Data provided:

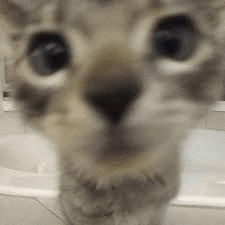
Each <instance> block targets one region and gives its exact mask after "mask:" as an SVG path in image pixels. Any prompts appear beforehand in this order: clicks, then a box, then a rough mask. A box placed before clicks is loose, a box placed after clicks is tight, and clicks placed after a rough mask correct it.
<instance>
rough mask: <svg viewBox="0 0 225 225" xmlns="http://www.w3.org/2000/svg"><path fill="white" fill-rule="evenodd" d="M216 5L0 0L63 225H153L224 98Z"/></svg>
mask: <svg viewBox="0 0 225 225" xmlns="http://www.w3.org/2000/svg"><path fill="white" fill-rule="evenodd" d="M224 12H225V11H224V2H223V1H213V0H212V1H211V0H64V1H63V0H0V15H1V17H0V27H1V36H2V43H3V42H4V43H5V45H7V46H8V55H9V56H10V58H11V60H12V61H13V64H12V66H11V73H12V74H13V75H14V88H15V93H14V96H15V99H16V101H17V103H18V105H19V106H20V108H21V113H22V114H23V115H24V119H25V120H26V121H27V122H28V123H29V124H31V125H32V126H34V127H35V128H36V129H39V130H40V131H42V132H43V133H44V134H45V135H46V136H47V137H48V138H49V139H51V140H52V142H53V143H55V145H56V151H57V152H58V154H59V156H60V164H61V171H62V175H61V180H60V196H59V199H60V205H61V209H62V211H63V213H64V215H65V218H66V220H67V222H68V224H71V225H87V224H88V225H97V224H98V225H128V224H129V225H161V224H163V221H164V217H165V214H166V209H167V207H168V203H169V202H170V200H171V199H172V198H174V197H175V196H176V195H177V193H178V191H179V186H180V170H181V169H180V151H181V150H180V146H181V143H182V141H183V140H184V139H185V137H186V136H187V133H188V131H189V130H190V129H191V128H192V127H194V126H196V124H197V122H198V121H199V120H200V119H201V118H203V117H204V116H205V115H206V114H207V112H208V111H209V110H210V109H211V107H212V106H213V105H214V103H215V102H216V101H217V100H218V99H219V98H220V97H221V95H222V85H221V83H222V80H223V79H224V78H223V74H224V66H223V64H224V63H223V59H224V34H225V32H224V25H225V23H224V19H223V18H224V16H223V15H224Z"/></svg>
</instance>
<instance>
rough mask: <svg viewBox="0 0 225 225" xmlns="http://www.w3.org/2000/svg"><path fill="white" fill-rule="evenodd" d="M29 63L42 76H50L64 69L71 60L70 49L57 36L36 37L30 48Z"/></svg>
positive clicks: (37, 34)
mask: <svg viewBox="0 0 225 225" xmlns="http://www.w3.org/2000/svg"><path fill="white" fill-rule="evenodd" d="M28 57H29V63H30V65H31V67H32V69H33V70H34V71H35V72H36V73H38V74H39V75H40V76H48V75H52V74H54V73H56V72H57V71H59V70H61V69H63V68H64V67H65V66H66V65H67V64H68V63H69V60H70V53H69V47H68V45H67V43H66V42H65V40H64V39H63V38H62V37H61V36H59V35H57V34H46V33H41V34H37V35H35V36H34V37H33V38H32V39H31V42H30V46H29V48H28Z"/></svg>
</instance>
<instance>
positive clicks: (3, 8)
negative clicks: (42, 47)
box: [0, 0, 58, 55]
mask: <svg viewBox="0 0 225 225" xmlns="http://www.w3.org/2000/svg"><path fill="white" fill-rule="evenodd" d="M57 1H58V0H0V45H1V46H2V50H3V51H4V52H5V53H6V54H7V55H8V54H10V55H11V47H12V46H13V43H14V42H15V41H16V39H18V38H19V36H20V35H19V34H20V33H21V32H23V30H24V28H25V27H26V26H27V25H31V24H35V23H38V22H40V20H41V19H43V20H46V19H45V18H44V17H45V16H46V17H48V20H49V15H52V14H51V13H49V8H50V7H49V4H51V5H53V6H56V5H57ZM46 7H47V8H48V9H47V10H46ZM44 14H45V15H44ZM3 54H4V53H3Z"/></svg>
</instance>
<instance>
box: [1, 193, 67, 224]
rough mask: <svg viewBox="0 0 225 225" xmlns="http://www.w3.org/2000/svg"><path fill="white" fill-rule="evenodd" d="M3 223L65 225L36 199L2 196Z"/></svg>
mask: <svg viewBox="0 0 225 225" xmlns="http://www.w3.org/2000/svg"><path fill="white" fill-rule="evenodd" d="M0 224H1V225H63V223H62V222H61V220H60V219H59V218H57V217H56V216H55V215H53V214H52V213H51V212H50V211H48V209H46V208H45V207H44V206H42V205H41V204H39V203H38V202H37V201H35V200H34V199H28V198H22V197H9V196H0Z"/></svg>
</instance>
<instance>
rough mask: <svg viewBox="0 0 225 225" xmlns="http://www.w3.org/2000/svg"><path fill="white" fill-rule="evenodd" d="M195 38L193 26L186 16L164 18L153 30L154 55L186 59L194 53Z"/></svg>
mask: <svg viewBox="0 0 225 225" xmlns="http://www.w3.org/2000/svg"><path fill="white" fill-rule="evenodd" d="M196 39H197V38H196V33H195V31H194V26H193V24H192V21H191V20H190V19H189V18H188V17H186V16H174V17H168V18H165V19H163V20H162V21H160V22H159V24H158V26H157V28H156V30H155V32H154V38H153V51H154V55H155V56H156V57H164V58H170V59H173V60H178V61H183V60H187V59H189V58H190V57H191V55H192V54H193V53H194V50H195V47H196Z"/></svg>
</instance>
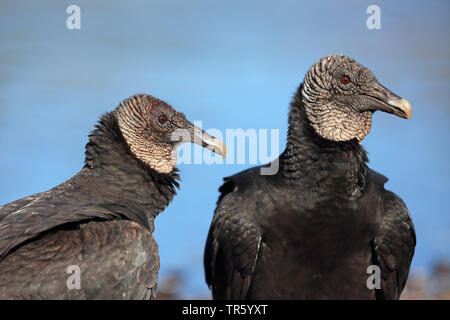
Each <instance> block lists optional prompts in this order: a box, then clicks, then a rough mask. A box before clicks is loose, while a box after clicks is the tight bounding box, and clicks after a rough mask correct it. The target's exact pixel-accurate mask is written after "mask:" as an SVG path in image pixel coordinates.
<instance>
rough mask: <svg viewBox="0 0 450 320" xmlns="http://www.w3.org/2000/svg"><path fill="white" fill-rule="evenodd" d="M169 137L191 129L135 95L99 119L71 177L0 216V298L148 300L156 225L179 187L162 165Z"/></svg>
mask: <svg viewBox="0 0 450 320" xmlns="http://www.w3.org/2000/svg"><path fill="white" fill-rule="evenodd" d="M164 120H165V121H164ZM158 121H159V122H158ZM161 122H164V123H161ZM174 128H183V129H186V130H188V131H189V132H191V131H192V129H193V126H192V124H190V123H189V122H188V121H187V120H186V119H185V117H184V116H183V115H182V114H180V113H178V112H176V111H175V110H173V109H172V108H171V107H170V106H169V105H167V104H166V103H165V102H163V101H161V100H158V99H156V98H153V97H152V96H148V95H136V96H133V97H131V98H129V99H127V100H125V101H123V102H122V103H121V104H120V105H119V107H117V108H116V109H115V110H114V111H113V112H109V113H107V114H105V115H104V116H102V118H101V119H100V121H99V123H98V125H97V127H96V129H95V130H94V131H93V132H92V133H91V134H90V136H89V142H88V143H87V145H86V159H85V165H84V167H83V168H82V170H81V171H80V172H79V173H78V174H76V175H75V176H73V177H72V178H70V179H69V180H67V181H66V182H64V183H62V184H61V185H59V186H57V187H55V188H53V189H51V190H48V191H46V192H42V193H38V194H34V195H31V196H28V197H25V198H23V199H20V200H17V201H14V202H12V203H9V204H6V205H4V206H2V207H0V299H148V298H150V297H152V296H154V291H155V289H156V284H157V276H158V271H159V256H158V246H157V244H156V242H155V240H154V239H153V237H152V232H153V229H154V219H155V217H156V216H157V215H158V213H160V212H162V211H163V210H164V209H165V208H166V207H167V205H168V204H169V202H170V201H171V200H172V198H173V196H174V194H175V188H176V187H178V182H177V180H178V178H179V177H178V174H177V172H176V169H174V167H173V166H174V161H172V160H173V159H168V158H167V157H166V156H165V155H166V154H167V152H165V151H173V149H174V148H175V146H176V145H177V144H178V143H179V141H177V142H172V141H171V140H170V133H172V132H173V130H174ZM155 137H157V139H155ZM209 138H211V137H209ZM215 142H216V143H218V142H217V141H215ZM205 145H206V144H205ZM74 266H75V268H78V270H79V280H80V282H79V287H77V286H76V280H74V279H75V278H74V276H76V275H75V272H77V271H76V269H74Z"/></svg>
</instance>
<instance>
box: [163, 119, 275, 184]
mask: <svg viewBox="0 0 450 320" xmlns="http://www.w3.org/2000/svg"><path fill="white" fill-rule="evenodd" d="M194 126H195V127H196V128H198V130H201V129H202V122H201V121H194ZM205 131H206V132H207V133H208V134H210V135H212V136H214V137H216V138H218V139H220V140H222V141H224V143H225V145H226V148H227V155H226V158H225V159H223V158H222V156H221V155H220V154H217V153H214V152H212V151H210V150H208V149H204V148H202V147H201V146H200V145H198V144H191V143H183V144H181V145H180V146H179V147H178V156H177V164H258V163H259V164H267V163H270V164H269V166H267V167H263V168H261V174H262V175H274V174H276V173H277V172H278V169H279V163H278V158H277V157H278V156H279V154H280V130H279V129H270V130H268V129H258V130H257V129H247V130H244V129H241V128H239V129H226V130H225V134H223V133H222V131H220V130H219V129H214V128H212V129H208V130H205ZM171 140H172V141H177V142H180V143H181V142H194V141H193V140H192V137H191V132H189V131H188V130H185V129H178V130H175V131H174V132H173V133H172V136H171ZM200 144H201V143H200ZM272 159H275V160H274V161H272V162H271V160H272Z"/></svg>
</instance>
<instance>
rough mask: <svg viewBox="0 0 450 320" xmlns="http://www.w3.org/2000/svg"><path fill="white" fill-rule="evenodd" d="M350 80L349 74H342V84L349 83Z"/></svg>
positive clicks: (345, 83) (341, 81)
mask: <svg viewBox="0 0 450 320" xmlns="http://www.w3.org/2000/svg"><path fill="white" fill-rule="evenodd" d="M350 82H352V81H351V80H350V77H349V76H347V75H345V74H344V75H343V76H342V77H341V83H342V84H345V85H347V84H349V83H350Z"/></svg>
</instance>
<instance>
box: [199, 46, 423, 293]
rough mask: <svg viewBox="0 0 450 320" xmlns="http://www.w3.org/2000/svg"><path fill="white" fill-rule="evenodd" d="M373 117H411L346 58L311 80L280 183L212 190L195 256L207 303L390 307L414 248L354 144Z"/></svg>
mask: <svg viewBox="0 0 450 320" xmlns="http://www.w3.org/2000/svg"><path fill="white" fill-rule="evenodd" d="M376 110H381V111H385V112H388V113H393V114H395V115H397V116H400V117H402V118H409V117H410V116H411V107H410V104H409V103H408V102H407V101H406V100H405V99H401V98H400V97H398V96H397V95H395V94H394V93H392V92H391V91H389V90H388V89H387V88H385V87H384V86H382V85H381V84H380V83H379V82H378V81H377V80H376V78H375V77H374V75H373V74H372V72H371V71H369V70H368V69H367V68H365V67H363V66H362V65H360V64H359V63H357V62H356V61H355V60H353V59H350V58H349V57H347V56H344V55H330V56H327V57H324V58H322V59H321V60H320V61H318V62H317V63H316V64H314V65H313V66H312V67H311V68H310V69H309V70H308V72H307V74H306V76H305V78H304V80H303V83H301V84H300V85H299V87H298V89H297V92H296V93H295V94H294V97H293V99H292V101H291V106H290V112H289V129H288V138H287V145H286V149H285V150H284V152H283V153H282V154H281V155H280V156H279V157H278V158H277V159H276V160H275V162H273V163H272V168H275V167H276V166H275V164H276V163H278V164H279V170H278V172H276V174H273V175H267V174H265V173H264V172H263V171H261V169H262V168H263V167H254V168H251V169H248V170H245V171H243V172H240V173H237V174H235V175H233V176H231V177H227V178H225V179H224V180H225V182H224V184H223V185H222V186H221V188H220V189H219V191H220V196H219V200H218V203H217V208H216V210H215V213H214V218H213V221H212V224H211V227H210V230H209V234H208V238H207V243H206V247H205V254H204V265H205V276H206V282H207V284H208V285H209V286H210V288H211V290H212V295H213V298H214V299H398V298H399V296H400V294H401V292H402V290H403V288H404V286H405V283H406V280H407V277H408V272H409V267H410V263H411V260H412V256H413V254H414V247H415V242H416V239H415V231H414V226H413V223H412V221H411V217H410V215H409V212H408V209H407V208H406V205H405V204H404V203H403V201H402V200H401V199H400V198H399V197H398V196H397V195H396V194H394V193H392V192H390V191H387V190H385V189H384V184H385V182H386V181H387V178H386V177H384V176H383V175H381V174H379V173H377V172H375V171H373V170H371V169H370V168H369V167H368V166H367V162H368V158H367V155H366V152H365V150H364V148H363V147H362V146H361V144H360V143H361V141H362V140H363V138H364V137H365V136H366V135H367V134H368V133H369V131H370V128H371V123H372V114H373V113H374V112H375V111H376ZM266 167H267V166H266ZM265 169H269V168H265ZM262 173H264V174H262ZM377 267H378V268H379V269H378V270H377ZM377 271H379V272H377ZM379 275H381V276H380V277H378V276H379ZM377 277H378V279H377ZM377 280H379V282H378V281H377ZM374 287H375V290H374V289H373V288H374Z"/></svg>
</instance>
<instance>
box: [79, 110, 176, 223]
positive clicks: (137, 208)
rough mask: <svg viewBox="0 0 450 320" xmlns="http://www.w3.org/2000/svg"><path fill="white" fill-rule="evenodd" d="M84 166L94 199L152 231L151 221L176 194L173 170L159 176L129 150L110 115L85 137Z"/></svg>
mask: <svg viewBox="0 0 450 320" xmlns="http://www.w3.org/2000/svg"><path fill="white" fill-rule="evenodd" d="M85 155H86V158H85V166H84V168H83V170H85V171H88V172H89V173H90V176H91V177H92V176H93V177H94V183H96V184H98V194H97V195H96V198H98V199H99V200H98V201H99V202H100V203H101V205H102V206H103V207H106V208H108V209H110V210H112V211H114V213H115V214H117V215H118V216H122V217H124V218H126V219H129V220H132V221H135V222H138V223H140V224H141V225H143V226H144V227H146V228H148V229H149V230H151V231H153V220H154V218H155V217H156V216H157V215H158V214H159V213H160V212H161V211H163V210H164V209H165V208H166V207H167V205H168V204H169V202H170V201H171V200H172V198H173V196H174V195H175V194H176V191H175V187H178V186H179V184H178V181H177V180H178V179H179V176H178V174H177V171H176V169H175V170H173V171H172V172H171V173H169V174H160V173H158V172H156V171H155V170H153V169H151V168H150V167H149V166H148V165H146V164H145V163H144V162H142V161H141V160H139V159H138V158H136V157H135V156H134V154H133V153H132V152H131V151H130V148H129V146H128V144H127V143H126V141H125V139H124V137H123V135H122V133H121V131H120V128H119V124H118V121H117V118H116V116H115V115H114V113H113V112H109V113H106V114H105V115H103V116H102V117H101V119H100V121H99V123H98V124H97V125H96V128H95V129H94V130H93V131H92V132H91V134H90V135H89V142H88V143H87V144H86V152H85Z"/></svg>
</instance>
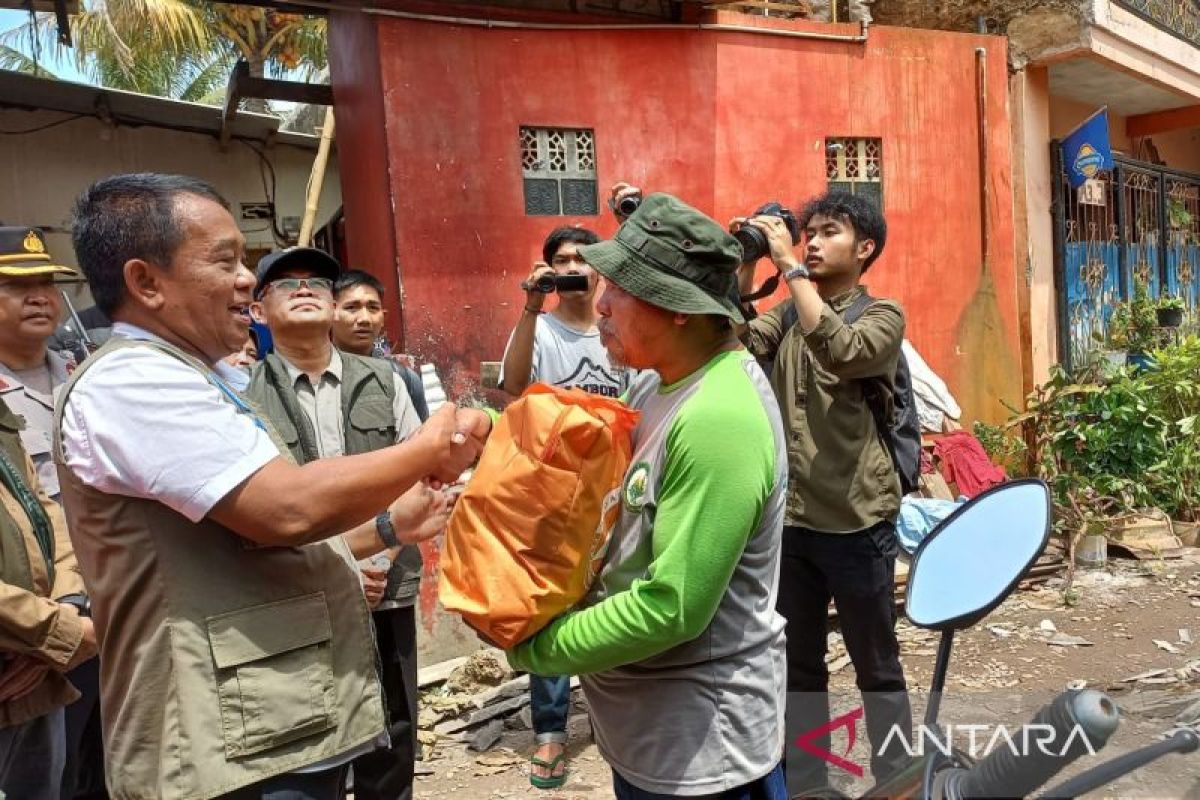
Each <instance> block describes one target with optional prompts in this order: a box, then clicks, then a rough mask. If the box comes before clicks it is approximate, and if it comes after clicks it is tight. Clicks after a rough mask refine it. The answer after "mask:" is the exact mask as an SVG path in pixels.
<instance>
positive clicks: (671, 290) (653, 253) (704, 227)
mask: <svg viewBox="0 0 1200 800" xmlns="http://www.w3.org/2000/svg"><path fill="white" fill-rule="evenodd" d="M578 251H580V255H582V257H583V260H586V261H587V263H588V264H590V265H592V267H593V269H594V270H595V271H596V272H599V273H600V275H602V276H604V277H606V278H608V279H610V281H612V282H613V283H616V284H617V285H619V287H620V288H622V289H624V290H625V291H628V293H629V294H631V295H634V296H635V297H637V299H638V300H644V301H646V302H648V303H650V305H652V306H658V307H659V308H666V309H667V311H674V312H679V313H680V314H719V315H721V317H728V318H730V319H732V320H733V321H736V323H743V321H745V319H744V318H743V317H742V311H740V309H739V308H738V305H737V302H736V301H734V299H733V297H734V293H736V291H737V281H738V278H737V271H738V266H739V265H740V264H742V246H740V245H739V243H738V240H737V239H734V237H733V236H731V235H730V234H728V231H726V230H725V229H724V228H721V227H720V225H719V224H716V222H714V221H713V219H712V218H709V217H707V216H704V215H703V213H701V212H700V211H697V210H696V209H694V207H691V206H690V205H688V204H686V203H684V201H682V200H679V199H678V198H674V197H671V196H670V194H650V196H649V197H647V198H646V199H643V200H642V204H641V205H640V206H637V210H636V211H634V213H631V215H630V216H629V218H628V219H626V221H625V223H624V224H623V225H622V227H620V228H619V229H618V230H617V235H616V236H614V237H613V239H610V240H607V241H602V242H598V243H595V245H584V246H582V247H580V248H578Z"/></svg>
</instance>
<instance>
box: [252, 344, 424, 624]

Work to complete: For each line in the entries that holds "prompts", return that line.

Written solution:
Each <instance> block targets one region and gives its exact mask after "mask:" as an SVG path in image pixels. Any prompts appear beforehand in this order: clicks, then a box, then a rough mask. A box placed before clicks is loose, a box placed after clicks is tight, and clicks placed after a rough mask correct it.
Each <instance> block lists optional prompts in this order: a box, then clicks, then a rough mask. A box before clicks is loose, while a box after clicks is the tight bounding box, and clicks after a rough mask correct it. The target's exact pixel-accurate mask is written after "mask:" as an SVG path in image pixel coordinates.
Each <instance> block describes one target with optional prompts in this order: a box, then clicks, then a rough mask. If the box comes before clicks it is approximate, and if it comes after clicks it is tight. Clicks after a rough mask refine it. The answer after "mask:" is the exact mask as an SVG path in pixels.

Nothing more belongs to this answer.